## TASK GOAL
Revise the lines of the material below by changing every "Keep to this form and nothing else" to "Use only this format" and leaving the rest untouched. Leave the pictures out of your answer.

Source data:
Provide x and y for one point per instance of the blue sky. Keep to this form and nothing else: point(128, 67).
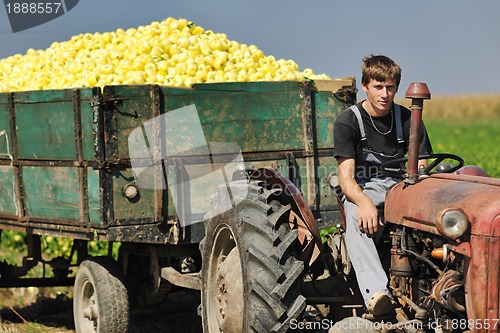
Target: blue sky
point(452, 45)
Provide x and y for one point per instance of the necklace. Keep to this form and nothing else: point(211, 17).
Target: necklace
point(380, 132)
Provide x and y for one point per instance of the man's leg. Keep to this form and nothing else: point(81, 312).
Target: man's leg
point(361, 248)
point(364, 256)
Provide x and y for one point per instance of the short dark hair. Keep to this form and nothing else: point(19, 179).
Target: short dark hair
point(380, 68)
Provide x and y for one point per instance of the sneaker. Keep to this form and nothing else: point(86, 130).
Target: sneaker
point(381, 303)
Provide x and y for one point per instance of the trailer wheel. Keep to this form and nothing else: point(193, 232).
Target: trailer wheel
point(100, 301)
point(250, 274)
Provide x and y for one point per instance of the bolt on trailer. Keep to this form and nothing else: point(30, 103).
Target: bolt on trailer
point(138, 166)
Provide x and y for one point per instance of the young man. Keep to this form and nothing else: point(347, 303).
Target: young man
point(371, 132)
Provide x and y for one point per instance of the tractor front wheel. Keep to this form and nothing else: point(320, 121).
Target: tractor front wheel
point(100, 301)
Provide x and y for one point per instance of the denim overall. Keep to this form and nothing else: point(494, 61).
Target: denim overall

## TASK OUTPUT
Provide x and y for one point per instance of the blue sky. Use only this format: point(128, 67).
Target: blue sky
point(452, 45)
Provide x and y for one point per instance of the necklace. Use only this format: point(211, 17).
Target: necklace
point(380, 132)
Provide x and y for one point per instance of the man's leg. Use only this format: point(81, 312).
Target: man's leg
point(361, 248)
point(364, 256)
Provide x and y for one point per instance of the short dark hair. Use only this format: point(19, 179).
Target: short dark hair
point(380, 68)
Provide x and y for one point per instance of the sneaker. Use only this format: point(86, 130).
Target: sneaker
point(381, 303)
Provide x and y for one point per instance of the trailer wheel. Use only this format: point(193, 232).
Target: trailer wheel
point(100, 301)
point(250, 274)
Provide x and y for one point per instance of the bolt on trailer. Use only this format: point(30, 103).
Target: bolt on trailer
point(138, 166)
Provide x and y for one point per instance of the young man. Use only this format: point(347, 303).
Target: young man
point(371, 132)
Provide x and y for one point per instance of the tractor front wheel. Use only this format: point(320, 121).
Target: tractor front wheel
point(100, 301)
Provide x and y for one point per instance of the denim overall. Use only this format: point(494, 61).
Target: denim overall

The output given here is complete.